**Task statement**
Reproduce every line of the entries below verbatim, with no alterations of any kind.

**Dataset content**

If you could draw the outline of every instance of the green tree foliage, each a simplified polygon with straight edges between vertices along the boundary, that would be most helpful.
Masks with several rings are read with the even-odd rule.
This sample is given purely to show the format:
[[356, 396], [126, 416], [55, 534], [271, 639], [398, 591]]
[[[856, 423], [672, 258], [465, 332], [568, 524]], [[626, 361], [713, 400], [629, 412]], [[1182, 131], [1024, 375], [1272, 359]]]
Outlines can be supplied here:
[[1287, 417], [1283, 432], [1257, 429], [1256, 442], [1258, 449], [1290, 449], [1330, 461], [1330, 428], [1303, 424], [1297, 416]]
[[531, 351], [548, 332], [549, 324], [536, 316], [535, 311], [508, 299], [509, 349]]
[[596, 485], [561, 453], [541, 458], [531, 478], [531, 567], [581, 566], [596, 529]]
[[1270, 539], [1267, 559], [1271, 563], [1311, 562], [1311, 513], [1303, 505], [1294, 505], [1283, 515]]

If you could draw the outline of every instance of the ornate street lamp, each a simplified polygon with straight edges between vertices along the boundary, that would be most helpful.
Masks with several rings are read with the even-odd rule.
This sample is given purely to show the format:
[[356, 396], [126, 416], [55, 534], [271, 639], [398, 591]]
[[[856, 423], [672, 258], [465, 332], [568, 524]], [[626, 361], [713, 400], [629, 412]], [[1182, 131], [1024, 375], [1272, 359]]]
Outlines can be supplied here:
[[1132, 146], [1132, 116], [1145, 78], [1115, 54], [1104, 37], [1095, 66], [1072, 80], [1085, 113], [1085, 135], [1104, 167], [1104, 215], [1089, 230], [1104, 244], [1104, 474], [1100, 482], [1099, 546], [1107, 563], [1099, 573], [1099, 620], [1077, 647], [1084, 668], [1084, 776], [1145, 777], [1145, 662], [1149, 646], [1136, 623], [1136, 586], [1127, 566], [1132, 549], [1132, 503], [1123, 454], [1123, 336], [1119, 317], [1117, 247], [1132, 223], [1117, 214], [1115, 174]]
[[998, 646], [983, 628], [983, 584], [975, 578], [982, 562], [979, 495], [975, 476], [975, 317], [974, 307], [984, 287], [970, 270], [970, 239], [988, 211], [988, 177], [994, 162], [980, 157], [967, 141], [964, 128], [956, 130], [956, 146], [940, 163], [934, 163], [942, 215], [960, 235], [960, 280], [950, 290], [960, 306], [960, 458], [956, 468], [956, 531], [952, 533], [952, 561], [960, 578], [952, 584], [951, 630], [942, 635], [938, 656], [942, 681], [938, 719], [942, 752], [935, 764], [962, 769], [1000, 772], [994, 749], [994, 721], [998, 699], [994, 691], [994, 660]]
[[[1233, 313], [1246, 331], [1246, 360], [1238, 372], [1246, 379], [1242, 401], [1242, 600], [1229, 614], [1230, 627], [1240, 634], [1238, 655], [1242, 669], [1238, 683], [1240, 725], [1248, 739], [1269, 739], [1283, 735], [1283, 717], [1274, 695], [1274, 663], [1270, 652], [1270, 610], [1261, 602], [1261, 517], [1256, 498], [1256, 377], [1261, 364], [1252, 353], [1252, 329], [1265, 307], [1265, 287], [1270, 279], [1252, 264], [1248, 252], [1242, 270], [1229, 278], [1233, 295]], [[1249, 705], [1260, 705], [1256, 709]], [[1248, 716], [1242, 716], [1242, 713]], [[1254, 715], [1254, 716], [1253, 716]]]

**Task answer**
If you could draw the outline of every instance of the green tree foliage, each a simplified polygon with straight edges between vertices along the boundary, that would be most helpful.
Masks with several rings are read with the even-odd rule.
This sample is given purely to show the format:
[[356, 396], [126, 416], [55, 534], [271, 639], [398, 591]]
[[[856, 423], [672, 258], [465, 332], [568, 524]], [[626, 361], [713, 400], [629, 412]], [[1182, 131], [1024, 375], [1272, 359]]]
Outlines can be supplied here:
[[1287, 417], [1283, 432], [1257, 429], [1256, 442], [1258, 449], [1290, 449], [1330, 461], [1330, 428], [1303, 424], [1297, 416]]
[[531, 351], [548, 332], [549, 324], [536, 316], [535, 311], [508, 299], [509, 349]]
[[596, 485], [561, 453], [541, 458], [531, 478], [531, 567], [581, 566], [596, 529]]
[[1270, 539], [1267, 559], [1271, 563], [1311, 562], [1311, 513], [1303, 505], [1294, 505], [1283, 515]]

If you could draw the outline of every instance of the ornate street lamp, each a simplified polygon with straight edges between vertices along the boundary, that would be most helpful.
Masks with several rings are read with the even-odd rule.
This sample is given purely to show the format:
[[356, 396], [126, 416], [55, 534], [271, 639], [398, 591]]
[[[856, 423], [672, 258], [465, 332], [568, 524]], [[626, 361], [713, 400], [629, 412]], [[1182, 131], [1024, 375], [1272, 359]]]
Outlines can be supplied here:
[[1132, 146], [1132, 116], [1145, 78], [1115, 54], [1104, 37], [1095, 66], [1072, 80], [1085, 113], [1085, 135], [1104, 167], [1104, 215], [1089, 230], [1104, 244], [1104, 474], [1100, 482], [1099, 546], [1107, 563], [1099, 573], [1099, 620], [1077, 647], [1084, 668], [1084, 776], [1145, 777], [1145, 662], [1149, 646], [1136, 623], [1136, 586], [1127, 566], [1132, 549], [1132, 503], [1123, 454], [1123, 336], [1119, 317], [1117, 247], [1132, 223], [1117, 214], [1115, 174]]
[[998, 646], [983, 628], [983, 584], [975, 578], [982, 562], [979, 495], [975, 476], [975, 317], [974, 307], [984, 287], [970, 270], [970, 239], [988, 211], [988, 177], [994, 162], [980, 157], [967, 141], [964, 128], [956, 130], [956, 146], [940, 163], [934, 163], [942, 215], [960, 235], [960, 280], [950, 290], [960, 306], [960, 458], [956, 468], [956, 531], [952, 533], [952, 561], [960, 578], [952, 584], [951, 630], [942, 635], [938, 656], [942, 681], [938, 719], [942, 752], [935, 764], [962, 769], [1000, 772], [994, 749], [994, 721], [998, 699], [994, 691], [994, 660]]
[[[1233, 313], [1246, 331], [1246, 360], [1238, 372], [1246, 379], [1242, 401], [1242, 600], [1229, 614], [1230, 627], [1240, 634], [1238, 655], [1242, 669], [1238, 683], [1240, 725], [1248, 739], [1269, 739], [1283, 735], [1283, 717], [1274, 695], [1274, 663], [1270, 652], [1270, 610], [1261, 602], [1261, 517], [1256, 498], [1256, 377], [1261, 364], [1252, 353], [1252, 329], [1265, 307], [1265, 287], [1270, 279], [1252, 264], [1248, 252], [1242, 270], [1229, 278], [1233, 295]], [[1249, 705], [1260, 705], [1256, 709]], [[1248, 716], [1242, 716], [1242, 713]], [[1254, 715], [1254, 716], [1253, 716]]]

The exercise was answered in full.